--- Document extract ---
A \(3.00-\mathrm{kg}\) object undergoes an acceleration given by \(\mathbf{a}=(2.00 \mathbf{i}+5.00 \hat{\mathbf{j}}) \mathrm{m} / \mathrm{s}^{2} .\) Find the resultant force acting on it and the magnitude of the resultant force.

Short Answer

Expert verified
The resultant force acting on the object is \(\vec{F}=(6.00 \mathbf{i}+15.00 \hat{\mathbf{j}}) \mathrm{N}\) and the magnitude of the force is \(\sqrt{6.00^2+15.00^2} \approx 16.16 \mathrm{N}\).

Step by step solution

01

Identify the given parameters

Note the mass of the object, which is 3.00 kg, and the acceleration as a vector \(\vec{a} = 2.00 \mathbf{i} + 5.00 \hat{\mathbf{j}}\) in units of \(\mathrm{m}/\mathrm{s}^{2}\).
02

Apply Newton's Second Law

Use Newton's Second Law of Motion, \(\vec{F} = m \vec{a}\), to find the force vector. Multiply the given mass by the acceleration components.
--- Excerpted records ---
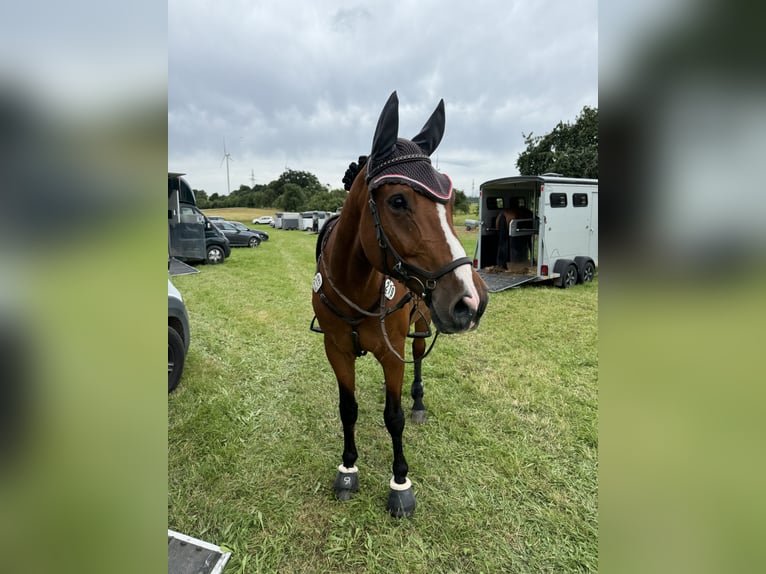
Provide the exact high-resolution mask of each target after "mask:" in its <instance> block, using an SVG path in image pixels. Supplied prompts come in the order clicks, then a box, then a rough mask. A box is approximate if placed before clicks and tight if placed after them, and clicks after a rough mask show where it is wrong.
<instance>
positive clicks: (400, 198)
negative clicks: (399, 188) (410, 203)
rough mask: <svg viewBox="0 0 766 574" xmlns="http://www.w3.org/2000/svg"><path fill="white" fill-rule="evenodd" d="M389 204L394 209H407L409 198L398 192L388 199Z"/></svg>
mask: <svg viewBox="0 0 766 574" xmlns="http://www.w3.org/2000/svg"><path fill="white" fill-rule="evenodd" d="M388 205H390V206H391V207H393V208H394V209H407V198H406V197H404V196H403V195H402V194H400V193H398V194H396V195H394V196H392V197H391V198H390V199H389V200H388Z"/></svg>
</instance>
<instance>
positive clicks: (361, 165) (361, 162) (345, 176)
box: [343, 155, 367, 191]
mask: <svg viewBox="0 0 766 574" xmlns="http://www.w3.org/2000/svg"><path fill="white" fill-rule="evenodd" d="M366 164H367V156H366V155H360V156H359V160H358V162H356V161H352V162H351V163H350V164H348V169H347V170H346V174H345V175H344V176H343V187H344V188H345V189H346V191H351V186H352V185H353V183H354V180H355V179H356V176H357V175H359V172H360V171H362V168H363V167H364V166H365V165H366Z"/></svg>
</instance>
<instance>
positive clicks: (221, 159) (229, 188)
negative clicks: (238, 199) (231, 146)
mask: <svg viewBox="0 0 766 574" xmlns="http://www.w3.org/2000/svg"><path fill="white" fill-rule="evenodd" d="M224 160H226V195H229V194H230V193H231V184H230V183H229V161H234V160H233V159H231V154H230V153H229V152H227V151H226V138H223V157H222V158H221V165H223V161H224ZM218 167H220V166H218Z"/></svg>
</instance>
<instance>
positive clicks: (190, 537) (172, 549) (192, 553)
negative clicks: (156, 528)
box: [168, 529, 231, 574]
mask: <svg viewBox="0 0 766 574" xmlns="http://www.w3.org/2000/svg"><path fill="white" fill-rule="evenodd" d="M230 556H231V552H226V551H224V550H223V549H222V548H221V547H219V546H216V545H215V544H211V543H210V542H205V541H204V540H199V539H198V538H192V537H191V536H187V535H185V534H181V533H180V532H175V531H173V530H170V529H168V574H221V572H223V569H224V567H225V566H226V562H228V561H229V557H230Z"/></svg>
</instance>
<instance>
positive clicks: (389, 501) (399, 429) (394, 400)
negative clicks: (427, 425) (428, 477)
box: [381, 355, 415, 517]
mask: <svg viewBox="0 0 766 574" xmlns="http://www.w3.org/2000/svg"><path fill="white" fill-rule="evenodd" d="M381 363H382V365H383V370H384V372H385V378H386V406H385V409H384V410H383V419H384V420H385V422H386V429H388V433H389V434H390V435H391V444H392V445H393V449H394V464H393V471H394V476H393V477H392V478H391V482H390V484H389V486H390V490H389V493H388V511H389V512H390V513H391V515H392V516H396V517H401V516H412V513H413V512H414V511H415V495H414V493H413V491H412V483H411V482H410V479H409V478H407V472H408V470H409V469H408V467H407V460H406V459H405V458H404V447H403V445H402V434H403V432H404V410H403V409H402V383H403V380H404V365H403V364H402V363H401V362H400V361H399V360H398V359H395V358H394V357H392V356H391V355H388V356H387V357H386V360H384V361H381Z"/></svg>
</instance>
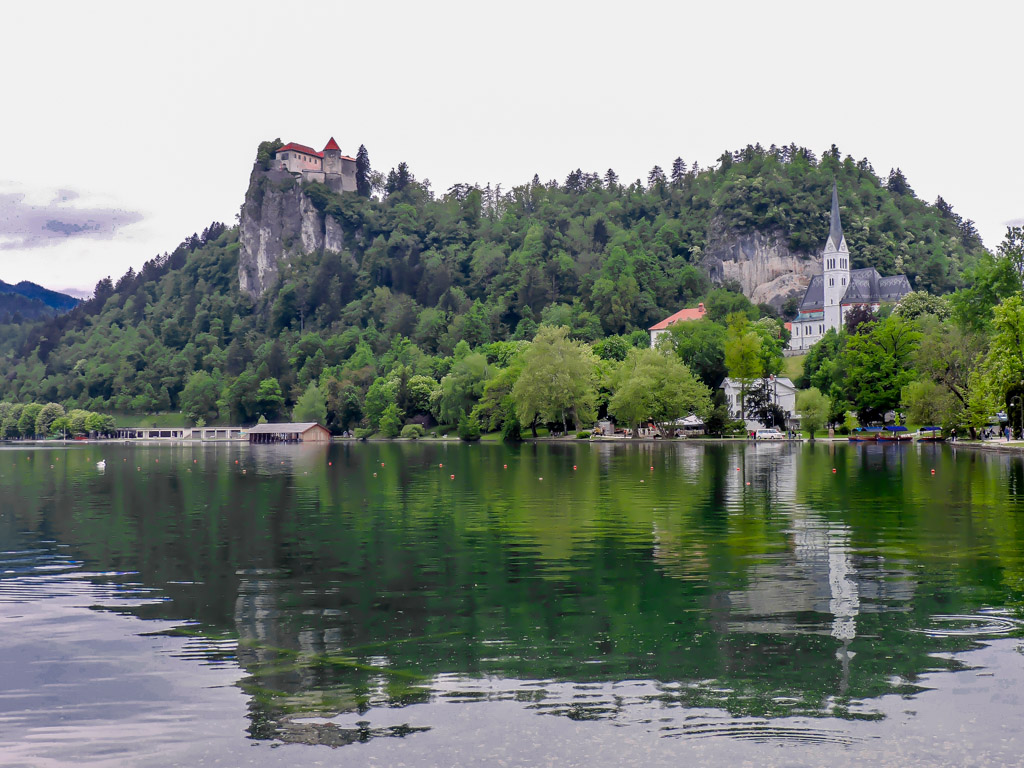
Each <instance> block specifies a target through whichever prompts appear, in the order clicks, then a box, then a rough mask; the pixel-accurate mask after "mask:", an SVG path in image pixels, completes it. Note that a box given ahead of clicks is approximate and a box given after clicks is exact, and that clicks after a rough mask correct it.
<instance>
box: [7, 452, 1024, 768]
mask: <svg viewBox="0 0 1024 768" xmlns="http://www.w3.org/2000/svg"><path fill="white" fill-rule="evenodd" d="M100 459H104V460H105V462H106V464H105V468H102V469H100V468H98V467H97V466H96V463H97V461H99V460H100ZM0 552H2V554H0V764H2V765H27V766H29V765H31V766H36V765H47V766H48V765H63V764H70V763H75V764H78V765H90V766H91V765H111V766H121V765H142V766H167V765H188V766H198V765H215V764H216V765H257V766H278V765H353V766H354V765H358V766H361V765H382V766H384V765H407V766H432V765H444V766H449V765H503V766H535V765H553V766H571V765H580V766H590V767H591V768H592V767H593V766H618V765H637V764H645V765H674V766H677V765H741V764H744V762H745V763H749V764H752V765H780V766H782V765H784V766H797V765H815V766H816V765H829V766H837V765H851V766H852V765H863V764H874V765H893V766H907V765H951V766H952V765H957V766H958V765H993V766H996V765H999V766H1001V765H1010V764H1015V765H1017V764H1021V761H1022V758H1021V755H1022V754H1024V737H1022V735H1021V728H1020V724H1021V723H1022V722H1024V698H1022V695H1024V694H1021V693H1020V691H1021V690H1024V687H1022V685H1024V654H1022V651H1024V641H1022V639H1021V638H1022V637H1024V632H1022V621H1021V620H1022V617H1024V613H1022V599H1024V462H1022V461H1021V459H1019V458H1017V457H1010V456H1005V455H996V454H987V453H980V452H977V451H972V450H970V449H965V447H959V449H957V447H954V446H949V445H915V444H911V445H905V444H904V445H898V444H888V445H883V444H874V445H870V444H863V443H860V444H846V443H835V444H829V443H827V442H819V443H817V444H800V443H790V442H778V443H776V442H772V443H771V444H768V443H733V444H730V443H714V442H708V443H700V442H697V441H692V442H679V443H670V444H658V443H639V444H632V443H614V444H609V443H600V444H589V443H586V442H582V441H581V444H574V443H552V444H523V445H515V446H506V445H501V444H474V445H467V444H462V443H440V442H427V443H408V442H402V443H340V444H334V445H331V446H314V445H306V446H302V445H300V446H273V445H267V446H253V447H249V446H247V445H246V446H238V445H214V446H191V445H181V444H167V445H153V446H140V445H131V446H128V445H116V444H86V445H74V446H68V447H65V446H60V445H56V446H53V447H25V449H20V447H6V449H0Z"/></svg>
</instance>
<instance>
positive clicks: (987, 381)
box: [19, 295, 1024, 426]
mask: <svg viewBox="0 0 1024 768" xmlns="http://www.w3.org/2000/svg"><path fill="white" fill-rule="evenodd" d="M979 373H980V375H981V376H980V380H979V382H978V384H979V386H980V387H981V388H982V391H980V392H979V393H978V395H979V397H980V398H982V399H984V400H987V402H988V408H990V409H991V410H990V411H989V413H992V411H994V410H996V407H998V406H1004V404H1005V406H1006V407H1009V401H1010V399H1011V398H1012V397H1013V395H1014V394H1015V393H1016V390H1017V389H1018V388H1020V387H1021V385H1022V382H1024V297H1022V296H1021V295H1017V296H1011V297H1010V298H1008V299H1007V300H1006V301H1004V302H1002V303H1001V304H1000V305H999V306H997V307H995V310H994V316H993V319H992V335H991V338H990V340H989V347H988V352H987V353H986V354H985V356H984V358H983V360H982V362H981V368H980V372H979ZM19 426H20V424H19Z"/></svg>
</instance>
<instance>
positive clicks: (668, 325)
mask: <svg viewBox="0 0 1024 768" xmlns="http://www.w3.org/2000/svg"><path fill="white" fill-rule="evenodd" d="M706 313H707V310H706V309H705V307H703V304H702V303H701V304H697V306H695V307H692V308H691V309H680V310H679V311H678V312H676V313H675V314H671V315H669V316H668V317H666V318H665V319H664V321H662V322H660V323H655V324H654V325H653V326H651V327H650V328H648V329H647V330H648V331H664V330H665V329H667V328H668V327H669V326H671V325H672V324H674V323H680V322H685V321H691V319H700V318H701V317H703V316H705V314H706Z"/></svg>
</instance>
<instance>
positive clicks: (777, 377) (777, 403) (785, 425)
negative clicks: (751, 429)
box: [720, 376, 800, 429]
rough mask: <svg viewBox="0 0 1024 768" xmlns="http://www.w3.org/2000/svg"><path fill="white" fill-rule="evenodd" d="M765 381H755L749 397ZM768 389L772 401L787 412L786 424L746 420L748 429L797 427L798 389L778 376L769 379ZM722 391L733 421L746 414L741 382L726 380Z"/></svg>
mask: <svg viewBox="0 0 1024 768" xmlns="http://www.w3.org/2000/svg"><path fill="white" fill-rule="evenodd" d="M763 383H764V379H757V380H755V381H754V382H753V383H752V384H751V385H750V386H749V387H748V388H746V393H748V396H749V395H750V392H751V390H752V389H755V388H756V387H760V386H763ZM767 384H768V388H769V390H770V391H771V394H772V401H773V402H775V403H777V404H778V406H779V408H781V409H782V411H783V412H785V417H786V418H785V424H774V425H771V424H762V423H761V422H759V421H757V420H756V419H745V422H746V428H748V429H764V428H765V427H769V426H774V427H777V428H781V429H784V428H786V427H797V426H798V425H799V423H800V415H799V414H798V413H797V387H796V385H795V384H794V383H793V381H791V380H790V379H786V378H784V377H778V376H769V377H768V381H767ZM720 388H721V389H723V390H725V402H726V406H727V407H728V409H729V416H730V417H731V418H733V419H738V418H740V414H742V413H744V411H743V409H742V401H741V396H740V386H739V382H738V381H736V380H734V379H728V378H727V379H725V381H723V382H722V386H721V387H720Z"/></svg>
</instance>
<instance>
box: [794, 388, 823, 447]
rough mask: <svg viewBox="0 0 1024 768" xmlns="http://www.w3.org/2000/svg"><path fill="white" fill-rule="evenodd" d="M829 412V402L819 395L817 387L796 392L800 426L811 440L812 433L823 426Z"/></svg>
mask: <svg viewBox="0 0 1024 768" xmlns="http://www.w3.org/2000/svg"><path fill="white" fill-rule="evenodd" d="M830 411H831V401H830V400H829V399H828V397H827V396H825V395H823V394H821V392H820V391H819V390H818V389H817V387H810V388H809V389H802V390H800V391H799V392H797V412H798V413H799V414H800V426H801V427H803V428H804V429H805V430H806V431H807V434H808V435H809V436H810V438H811V439H812V440H813V439H814V433H815V432H817V431H818V430H820V429H821V428H822V427H823V426H824V425H825V421H826V420H827V419H828V414H829V413H830Z"/></svg>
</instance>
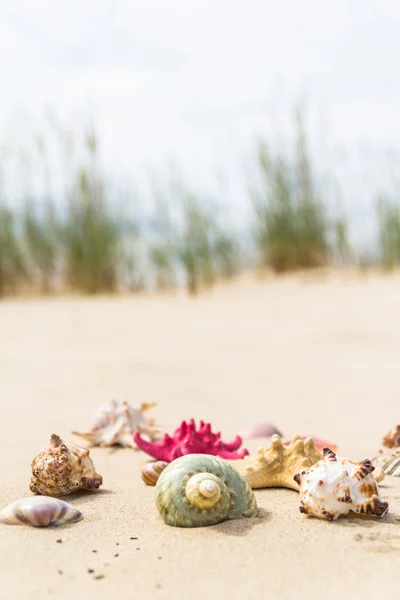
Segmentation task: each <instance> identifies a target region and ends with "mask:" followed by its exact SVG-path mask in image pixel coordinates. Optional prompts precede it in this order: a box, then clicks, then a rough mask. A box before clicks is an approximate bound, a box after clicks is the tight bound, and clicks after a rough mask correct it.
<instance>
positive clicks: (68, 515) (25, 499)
mask: <svg viewBox="0 0 400 600" xmlns="http://www.w3.org/2000/svg"><path fill="white" fill-rule="evenodd" d="M81 519H83V515H82V513H81V512H80V511H79V510H78V509H77V508H74V507H73V506H71V505H70V504H67V502H63V501H62V500H59V499H58V498H49V497H48V496H33V497H30V498H22V499H21V500H16V501H15V502H12V503H11V504H9V505H8V506H6V507H5V508H3V510H2V511H1V512H0V522H1V523H7V524H9V525H31V526H32V527H48V526H50V525H52V526H53V527H58V526H59V525H66V524H67V523H77V522H78V521H80V520H81Z"/></svg>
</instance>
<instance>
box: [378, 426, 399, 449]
mask: <svg viewBox="0 0 400 600" xmlns="http://www.w3.org/2000/svg"><path fill="white" fill-rule="evenodd" d="M382 444H383V445H384V446H385V448H398V447H399V446H400V425H396V427H394V428H393V429H392V430H391V431H389V433H387V434H386V435H385V436H383V439H382Z"/></svg>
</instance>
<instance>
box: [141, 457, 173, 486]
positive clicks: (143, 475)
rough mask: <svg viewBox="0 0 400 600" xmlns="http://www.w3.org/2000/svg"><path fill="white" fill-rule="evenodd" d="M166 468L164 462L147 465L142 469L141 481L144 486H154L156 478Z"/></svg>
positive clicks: (162, 460)
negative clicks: (143, 481)
mask: <svg viewBox="0 0 400 600" xmlns="http://www.w3.org/2000/svg"><path fill="white" fill-rule="evenodd" d="M167 466H168V463H167V462H165V461H164V460H156V461H154V462H150V463H147V464H146V465H145V466H144V467H143V469H142V479H143V481H144V482H145V484H146V485H156V483H157V481H158V478H159V477H160V475H161V473H162V472H163V471H164V469H165V468H166V467H167Z"/></svg>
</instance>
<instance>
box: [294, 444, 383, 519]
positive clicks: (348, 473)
mask: <svg viewBox="0 0 400 600" xmlns="http://www.w3.org/2000/svg"><path fill="white" fill-rule="evenodd" d="M373 470H374V467H373V465H372V463H371V461H370V460H363V461H361V462H355V461H352V460H348V459H347V458H339V457H337V456H336V454H335V453H334V452H332V450H329V448H325V449H324V456H323V458H322V459H321V460H320V461H318V462H317V463H316V464H315V465H314V466H313V467H311V469H309V470H308V471H303V472H302V473H298V474H296V475H295V477H294V479H295V481H296V482H297V483H298V485H299V487H300V512H302V513H304V514H308V515H313V516H314V517H319V518H320V519H328V520H329V521H333V520H336V519H337V518H338V517H340V515H346V514H347V513H349V512H350V511H352V512H355V513H359V514H366V515H371V516H375V517H382V516H383V515H385V514H386V513H387V511H388V508H389V505H388V503H387V502H384V501H383V500H382V497H381V494H380V491H379V488H378V485H377V482H376V479H375V478H374V477H373V475H372V474H371V473H372V471H373Z"/></svg>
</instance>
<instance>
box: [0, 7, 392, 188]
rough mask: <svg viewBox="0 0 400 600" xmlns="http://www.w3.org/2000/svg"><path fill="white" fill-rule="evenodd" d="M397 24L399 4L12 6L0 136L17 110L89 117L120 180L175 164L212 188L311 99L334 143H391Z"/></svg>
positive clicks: (72, 117) (5, 10) (196, 178)
mask: <svg viewBox="0 0 400 600" xmlns="http://www.w3.org/2000/svg"><path fill="white" fill-rule="evenodd" d="M399 27H400V8H399V4H398V2H397V1H396V0H368V1H366V0H352V2H348V1H347V0H336V1H335V2H327V1H323V0H302V1H301V2H299V1H298V0H280V2H275V1H272V0H269V1H267V0H247V1H246V2H243V1H239V0H230V1H228V0H190V1H188V0H135V2H132V1H131V0H119V1H118V2H115V0H114V1H113V0H85V1H84V2H82V1H78V0H70V1H69V2H68V3H67V2H64V1H62V0H35V2H32V1H31V0H12V1H11V0H10V1H9V2H8V3H6V2H4V3H3V4H2V8H1V9H0V61H1V64H0V67H1V69H0V70H1V74H2V76H1V93H0V129H1V128H3V129H4V128H5V127H6V123H7V122H8V120H9V118H10V114H13V111H14V110H15V107H18V106H21V107H27V108H28V109H29V111H30V112H31V113H32V115H33V118H37V119H39V117H40V116H41V115H42V114H43V111H44V109H45V108H46V107H48V106H53V107H54V108H55V110H56V111H57V113H58V114H59V115H60V116H61V118H63V119H64V120H65V121H66V122H76V120H77V115H87V114H88V113H91V112H92V111H93V113H94V115H95V119H96V122H97V124H98V126H99V129H100V133H101V137H102V141H103V147H104V157H105V160H106V161H107V163H108V164H109V165H110V167H111V168H112V169H113V170H114V171H115V172H117V173H119V174H120V173H122V172H125V173H134V174H137V173H139V174H140V173H141V172H143V171H144V168H145V165H147V164H152V163H154V164H160V163H162V162H164V161H165V160H166V159H167V157H168V156H169V155H170V154H173V155H175V156H177V158H178V159H180V160H181V161H182V163H183V164H184V165H185V166H186V168H187V169H188V170H189V171H190V175H191V177H192V178H193V180H196V181H198V182H203V181H204V178H207V176H208V177H210V175H207V174H209V173H210V172H211V171H212V169H213V168H214V166H215V167H222V168H223V167H224V165H227V168H228V170H229V169H230V170H231V171H234V170H235V169H237V168H238V165H240V164H241V161H242V156H243V155H246V152H247V153H248V152H249V151H250V148H251V143H252V140H253V139H254V137H255V135H256V134H257V133H258V132H260V131H261V130H262V129H263V128H265V131H266V132H267V133H270V134H271V135H272V134H273V133H274V131H275V132H276V131H277V130H279V128H280V127H281V128H282V129H283V130H285V128H287V112H286V111H287V109H288V106H289V104H290V102H292V101H294V100H295V99H296V98H297V97H298V96H299V95H302V94H304V95H305V96H306V98H309V100H310V102H311V103H312V105H313V106H314V107H315V109H316V110H317V112H318V111H322V112H323V113H324V114H325V115H328V117H327V123H328V126H329V127H328V133H329V135H328V133H327V137H328V138H329V139H328V140H327V143H328V144H331V145H332V146H333V145H334V143H336V142H337V143H339V144H342V145H346V144H347V145H349V144H351V145H353V146H356V145H357V143H358V142H359V141H360V140H364V141H368V142H369V143H371V144H374V145H375V146H376V147H382V148H383V147H384V146H385V145H388V144H392V145H396V144H397V143H398V131H397V129H396V123H397V122H398V106H399V103H400V75H399V73H398V71H397V69H396V62H395V61H396V57H397V56H398V55H399V51H400V38H399V36H398V31H399ZM267 109H268V110H269V115H270V116H269V118H268V117H267V116H266V114H265V113H266V110H267ZM271 115H272V117H271ZM313 122H314V129H315V130H316V129H317V127H318V123H317V119H316V118H314V120H313ZM327 152H328V151H327Z"/></svg>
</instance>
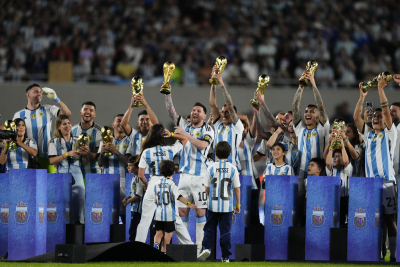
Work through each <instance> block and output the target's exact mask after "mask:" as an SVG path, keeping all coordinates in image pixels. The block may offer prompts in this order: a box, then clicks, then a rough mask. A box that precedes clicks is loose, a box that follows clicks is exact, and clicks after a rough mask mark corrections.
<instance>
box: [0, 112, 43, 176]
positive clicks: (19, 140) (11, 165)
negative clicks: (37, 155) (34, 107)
mask: <svg viewBox="0 0 400 267" xmlns="http://www.w3.org/2000/svg"><path fill="white" fill-rule="evenodd" d="M14 122H15V125H16V126H17V128H16V130H17V132H18V133H17V139H16V141H15V143H16V144H17V146H18V148H17V150H9V144H10V141H7V142H6V144H5V147H4V148H3V150H2V151H1V155H0V164H5V163H7V169H8V170H10V169H27V168H29V167H31V166H29V165H30V164H29V163H30V162H32V160H33V158H32V157H35V156H36V155H37V145H36V142H35V141H34V140H33V139H30V138H28V137H27V134H26V127H25V122H24V120H23V119H20V118H18V119H15V120H14Z"/></svg>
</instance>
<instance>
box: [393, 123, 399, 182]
mask: <svg viewBox="0 0 400 267" xmlns="http://www.w3.org/2000/svg"><path fill="white" fill-rule="evenodd" d="M396 135H397V138H396V146H395V149H394V154H393V167H394V174H395V175H396V176H398V175H400V137H399V136H400V123H399V124H398V125H397V126H396Z"/></svg>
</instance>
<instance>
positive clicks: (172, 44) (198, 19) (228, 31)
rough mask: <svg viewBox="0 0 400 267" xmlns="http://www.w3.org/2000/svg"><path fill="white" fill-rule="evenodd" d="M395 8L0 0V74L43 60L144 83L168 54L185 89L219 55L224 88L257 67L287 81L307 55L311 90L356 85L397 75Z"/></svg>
mask: <svg viewBox="0 0 400 267" xmlns="http://www.w3.org/2000/svg"><path fill="white" fill-rule="evenodd" d="M221 14H223V15H221ZM398 14H400V7H399V5H398V3H397V2H396V1H395V0H383V1H376V0H371V1H358V2H348V1H347V2H346V1H344V0H338V1H335V0H329V1H319V0H314V1H307V2H306V3H304V1H300V0H294V1H280V0H274V1H263V0H253V1H250V0H234V1H229V4H226V3H225V1H222V0H218V1H214V0H194V1H184V0H165V1H153V0H147V1H145V0H138V1H129V0H118V1H106V0H104V1H89V0H76V1H75V0H55V1H50V0H40V1H39V0H37V1H36V0H25V1H8V2H5V3H3V8H2V9H1V11H0V21H1V22H2V27H0V80H1V81H13V82H18V81H21V80H37V81H40V80H43V81H46V79H47V75H46V74H47V73H48V63H49V61H53V60H66V61H72V62H73V73H74V79H75V81H77V82H90V81H115V79H111V78H110V77H120V78H121V79H128V80H130V78H131V77H133V76H134V75H139V76H141V77H142V78H143V79H144V80H145V81H150V80H152V79H154V78H156V77H159V76H162V69H161V68H159V67H158V66H161V65H162V64H163V63H164V62H165V61H167V60H170V61H172V62H174V63H175V65H176V66H177V68H176V72H175V74H174V77H173V79H172V84H184V85H188V86H194V85H198V84H203V83H204V81H206V80H207V77H208V75H209V66H210V65H212V64H213V62H212V61H211V59H212V58H216V57H217V56H218V55H222V54H223V55H226V56H227V58H228V61H229V65H228V67H227V69H226V71H225V73H224V77H225V78H226V79H227V81H229V83H230V84H249V83H254V82H256V80H257V78H258V74H259V73H266V74H268V75H269V76H271V77H276V78H274V83H275V84H277V85H279V84H281V85H287V84H295V83H296V80H297V79H296V77H299V76H300V75H301V73H302V71H303V70H304V66H305V64H306V62H307V61H308V60H309V59H315V60H317V61H318V62H320V67H319V70H318V72H317V73H316V78H317V79H318V80H319V82H320V86H324V85H327V86H330V87H332V86H349V85H356V84H357V81H360V80H364V81H367V80H370V79H371V78H373V77H374V76H375V75H376V73H379V72H381V71H382V70H387V71H389V72H390V73H397V72H398V71H400V45H399V44H400V17H399V15H398ZM388 86H389V87H390V86H392V85H391V84H389V85H388Z"/></svg>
---
Exercise instructions:
A: According to the worked solution on the accelerating object, what is the mass of the object?
B: Using the worked solution on the accelerating object, explain in one to three sentences how the force vector is obtained from the given mass and acceleration.
C: Please carry on the worked solution on the accelerating object from the point where it stops.

Results for each task:
A: 3.00 kg

B: Newton's Second Law, F = ma, says to multiply the mass by the acceleration. Multiplying 3.00 kg by each acceleration component (2.00 and 5.00 m/s²) gives the resultant force (6.00 i + 15.00 j) N.

C:
03

Calculate the force vector

Calculate the force vector components: \(F_x = m \cdot a_x = 3.00 \, \mathrm{kg} \cdot 2.00 \, \mathrm{m}/\mathrm{s}^{2}\) for the i direction and \(F_y = m \cdot a_y = 3.00 \, \mathrm{kg} \cdot 5.00 \, \mathrm{m}/\mathrm{s}^{2}\) for the j direction.
04

Write the force vector

Combine the calculated force components to express the force vector as \(\vec{F} = F_x \mathbf{i} + F_y \hat{\mathbf{j}}\).
05

Determine the magnitude of the resultant force

Magnitude of the force vector is given by \(|\vec{F}| = \sqrt{F_x^2 + F_y^2}\). Substitute the calculated force components to find the magnitude.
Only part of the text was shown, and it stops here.